▶ [The records]:
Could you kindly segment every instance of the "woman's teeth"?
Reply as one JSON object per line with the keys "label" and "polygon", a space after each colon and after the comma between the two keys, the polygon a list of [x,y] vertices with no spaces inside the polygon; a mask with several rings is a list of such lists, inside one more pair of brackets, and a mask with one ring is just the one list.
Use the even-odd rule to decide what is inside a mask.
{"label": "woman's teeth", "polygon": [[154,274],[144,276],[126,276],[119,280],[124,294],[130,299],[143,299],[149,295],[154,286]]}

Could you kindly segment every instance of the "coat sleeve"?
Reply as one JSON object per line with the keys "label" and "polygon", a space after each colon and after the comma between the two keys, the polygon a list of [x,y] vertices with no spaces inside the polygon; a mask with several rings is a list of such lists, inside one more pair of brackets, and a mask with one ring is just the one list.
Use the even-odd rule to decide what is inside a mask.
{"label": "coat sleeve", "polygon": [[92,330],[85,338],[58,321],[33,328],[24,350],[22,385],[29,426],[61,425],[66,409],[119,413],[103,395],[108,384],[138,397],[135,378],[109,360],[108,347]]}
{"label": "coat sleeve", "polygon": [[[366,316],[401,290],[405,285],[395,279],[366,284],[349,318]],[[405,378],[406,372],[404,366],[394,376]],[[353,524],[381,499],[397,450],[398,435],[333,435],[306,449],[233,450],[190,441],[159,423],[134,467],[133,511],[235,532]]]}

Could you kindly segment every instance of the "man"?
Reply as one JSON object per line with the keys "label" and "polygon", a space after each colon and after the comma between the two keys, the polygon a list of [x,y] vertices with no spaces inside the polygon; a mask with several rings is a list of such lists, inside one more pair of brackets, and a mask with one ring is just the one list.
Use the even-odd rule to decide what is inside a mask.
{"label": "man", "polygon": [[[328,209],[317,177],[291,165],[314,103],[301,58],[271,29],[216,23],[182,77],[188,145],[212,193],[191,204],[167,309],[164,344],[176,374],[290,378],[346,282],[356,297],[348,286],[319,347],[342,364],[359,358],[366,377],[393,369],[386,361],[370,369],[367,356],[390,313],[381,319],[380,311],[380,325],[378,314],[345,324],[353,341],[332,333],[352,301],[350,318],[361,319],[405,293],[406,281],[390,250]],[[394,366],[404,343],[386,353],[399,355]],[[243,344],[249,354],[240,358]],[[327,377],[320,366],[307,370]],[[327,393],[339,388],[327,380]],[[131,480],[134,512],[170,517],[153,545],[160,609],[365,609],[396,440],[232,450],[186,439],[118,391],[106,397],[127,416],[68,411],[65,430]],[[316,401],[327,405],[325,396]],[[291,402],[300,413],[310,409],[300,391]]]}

▶ [What is required]: Which lines above contain the word "kindly"? Find each one and copy it in full.

▶ [Solution]:
Could you kindly segment every instance of the "woman's teeth"?
Could you kindly segment every instance of the "coat sleeve"?
Could you kindly segment every instance of the "man"?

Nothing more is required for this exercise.